▶ **Exercise details**: In the lines below, starting at the one containing "Target = ripe orange" and ending at the one containing "x=744 y=659", change every "dropped as a pin" to "marked with a pin" and leave everything else as is. Give back only those lines.

Pointing and labeling entries
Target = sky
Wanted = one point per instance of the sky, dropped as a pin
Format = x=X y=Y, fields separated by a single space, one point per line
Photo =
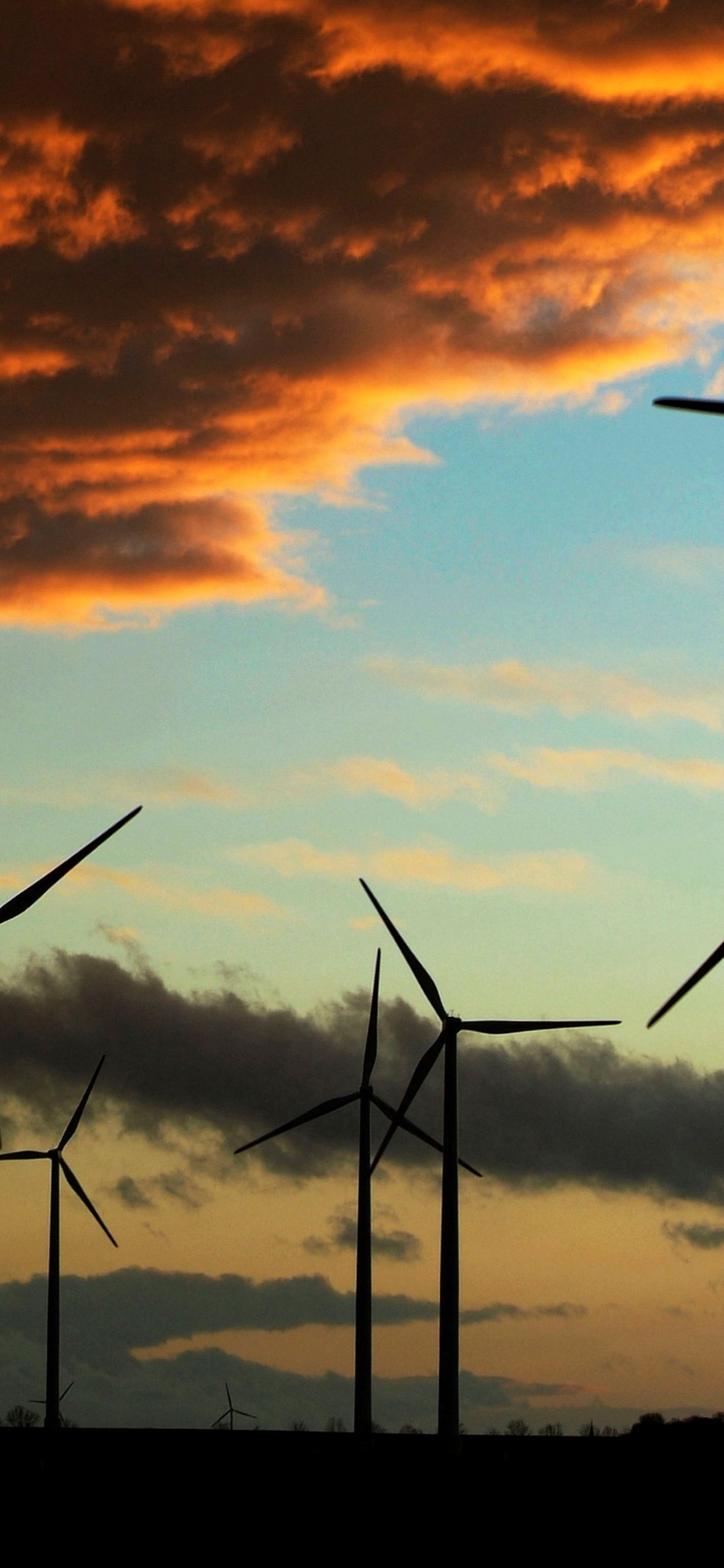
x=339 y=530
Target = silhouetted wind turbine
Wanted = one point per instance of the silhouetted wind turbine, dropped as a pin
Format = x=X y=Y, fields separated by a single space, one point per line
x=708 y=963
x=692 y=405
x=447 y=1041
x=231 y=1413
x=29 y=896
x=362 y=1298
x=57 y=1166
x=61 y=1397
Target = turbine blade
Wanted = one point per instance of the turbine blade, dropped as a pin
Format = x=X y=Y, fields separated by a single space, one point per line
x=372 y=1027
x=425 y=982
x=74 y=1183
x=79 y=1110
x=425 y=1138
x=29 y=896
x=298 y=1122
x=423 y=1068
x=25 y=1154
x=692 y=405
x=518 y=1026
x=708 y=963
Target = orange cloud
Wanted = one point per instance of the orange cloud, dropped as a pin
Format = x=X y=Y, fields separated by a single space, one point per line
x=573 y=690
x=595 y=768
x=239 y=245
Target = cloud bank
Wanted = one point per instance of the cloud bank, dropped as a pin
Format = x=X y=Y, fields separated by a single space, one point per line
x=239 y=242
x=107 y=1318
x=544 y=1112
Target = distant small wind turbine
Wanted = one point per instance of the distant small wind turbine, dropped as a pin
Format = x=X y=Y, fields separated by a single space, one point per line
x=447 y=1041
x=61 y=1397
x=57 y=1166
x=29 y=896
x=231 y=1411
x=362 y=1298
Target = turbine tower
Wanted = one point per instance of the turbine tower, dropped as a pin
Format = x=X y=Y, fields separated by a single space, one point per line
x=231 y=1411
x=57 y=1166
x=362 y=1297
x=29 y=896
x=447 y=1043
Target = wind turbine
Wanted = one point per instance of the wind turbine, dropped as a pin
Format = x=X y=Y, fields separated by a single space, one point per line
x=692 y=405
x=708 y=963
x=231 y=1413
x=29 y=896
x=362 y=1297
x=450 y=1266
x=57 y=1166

--

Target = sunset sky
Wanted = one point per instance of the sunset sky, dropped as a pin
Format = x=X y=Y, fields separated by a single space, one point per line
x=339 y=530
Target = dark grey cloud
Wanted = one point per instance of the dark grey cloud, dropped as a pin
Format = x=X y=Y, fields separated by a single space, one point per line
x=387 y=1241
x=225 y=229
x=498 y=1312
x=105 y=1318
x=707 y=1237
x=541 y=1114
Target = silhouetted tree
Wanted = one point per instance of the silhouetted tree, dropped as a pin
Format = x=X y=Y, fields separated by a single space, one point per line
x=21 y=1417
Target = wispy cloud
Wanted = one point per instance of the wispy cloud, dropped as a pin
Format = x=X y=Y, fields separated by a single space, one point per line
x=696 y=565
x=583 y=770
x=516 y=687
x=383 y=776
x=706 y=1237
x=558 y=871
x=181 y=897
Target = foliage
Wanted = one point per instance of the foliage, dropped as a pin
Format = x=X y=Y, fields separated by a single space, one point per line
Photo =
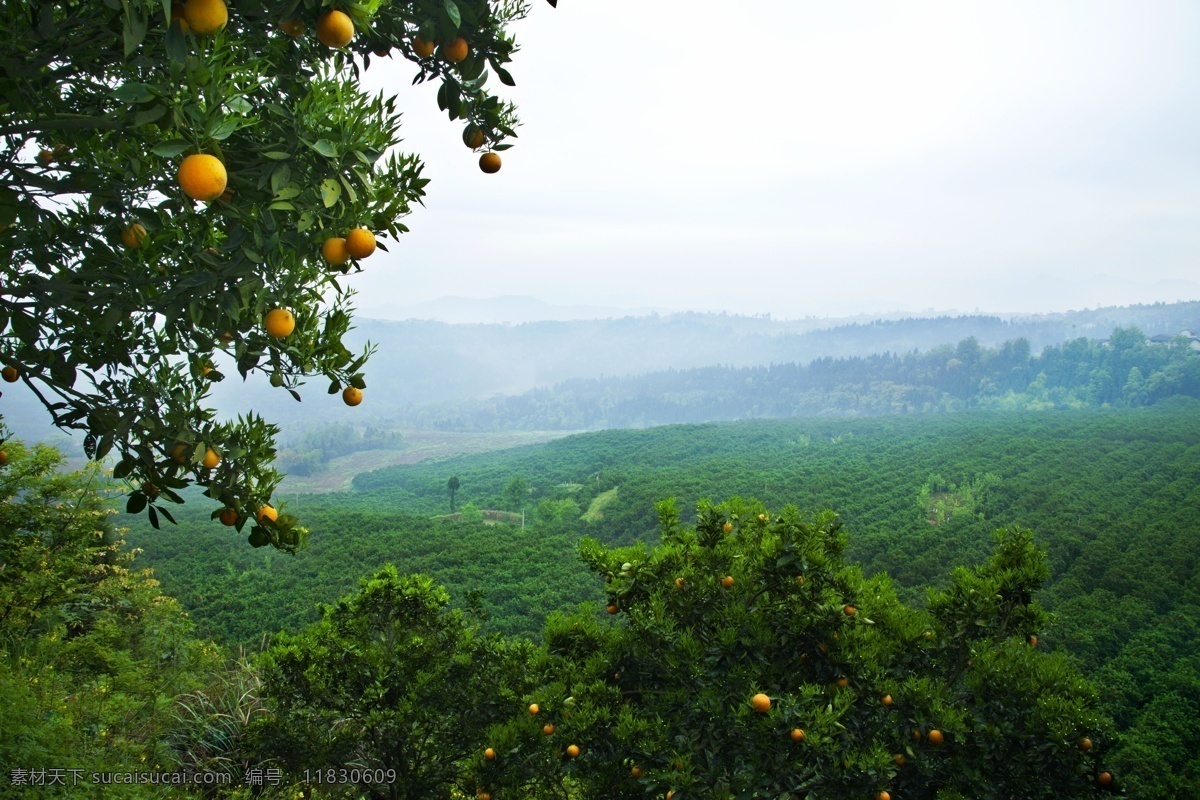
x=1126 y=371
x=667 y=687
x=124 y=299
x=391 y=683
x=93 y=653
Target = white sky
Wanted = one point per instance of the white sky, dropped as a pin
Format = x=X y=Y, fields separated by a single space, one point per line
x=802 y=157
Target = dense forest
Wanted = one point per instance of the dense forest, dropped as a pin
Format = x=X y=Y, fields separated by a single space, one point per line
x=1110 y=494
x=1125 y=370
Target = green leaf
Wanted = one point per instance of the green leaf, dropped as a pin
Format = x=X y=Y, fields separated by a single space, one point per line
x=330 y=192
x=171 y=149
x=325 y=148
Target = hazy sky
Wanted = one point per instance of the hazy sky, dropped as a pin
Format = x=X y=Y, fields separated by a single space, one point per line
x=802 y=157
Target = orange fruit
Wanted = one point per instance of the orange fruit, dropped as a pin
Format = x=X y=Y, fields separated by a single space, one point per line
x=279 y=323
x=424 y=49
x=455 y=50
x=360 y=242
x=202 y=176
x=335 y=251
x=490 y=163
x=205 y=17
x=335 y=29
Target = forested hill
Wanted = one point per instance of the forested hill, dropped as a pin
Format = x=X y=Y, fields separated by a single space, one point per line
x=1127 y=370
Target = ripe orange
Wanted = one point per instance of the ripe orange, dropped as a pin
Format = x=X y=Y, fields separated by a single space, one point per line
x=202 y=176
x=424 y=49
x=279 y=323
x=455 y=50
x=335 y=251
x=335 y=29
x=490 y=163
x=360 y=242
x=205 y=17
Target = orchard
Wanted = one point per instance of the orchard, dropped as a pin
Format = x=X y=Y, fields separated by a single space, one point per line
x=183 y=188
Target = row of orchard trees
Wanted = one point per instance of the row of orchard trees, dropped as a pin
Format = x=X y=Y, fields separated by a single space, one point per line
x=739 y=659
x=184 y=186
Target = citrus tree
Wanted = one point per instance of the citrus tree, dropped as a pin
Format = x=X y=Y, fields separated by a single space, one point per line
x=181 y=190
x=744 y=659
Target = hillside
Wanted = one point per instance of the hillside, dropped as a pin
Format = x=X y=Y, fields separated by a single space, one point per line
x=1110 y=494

▶ **Result for this exercise**:
Target = ripe orange
Wanted = one point per instance of the ripe orange, marked with a pin
Format = x=X y=Y, fields separated by a single space, one point per line
x=202 y=176
x=424 y=49
x=279 y=323
x=455 y=50
x=335 y=251
x=335 y=29
x=490 y=163
x=360 y=242
x=205 y=17
Target = orchard
Wanted = one point per instance of the orchard, marked with a pin
Format = x=X y=Y, fields separated by a single space, one point per line
x=183 y=188
Target = row of orchard trees
Wanted = one point per instance of the row of orchard trees, marked with a pin
Format = x=X y=Y, fields separated by a single space, one point per line
x=739 y=659
x=184 y=186
Target = citrus tree
Wanted = one point per instance of the citrus tree, marked with a pin
Format = x=X y=Y, fields separated by a single space, one point per line
x=181 y=190
x=744 y=659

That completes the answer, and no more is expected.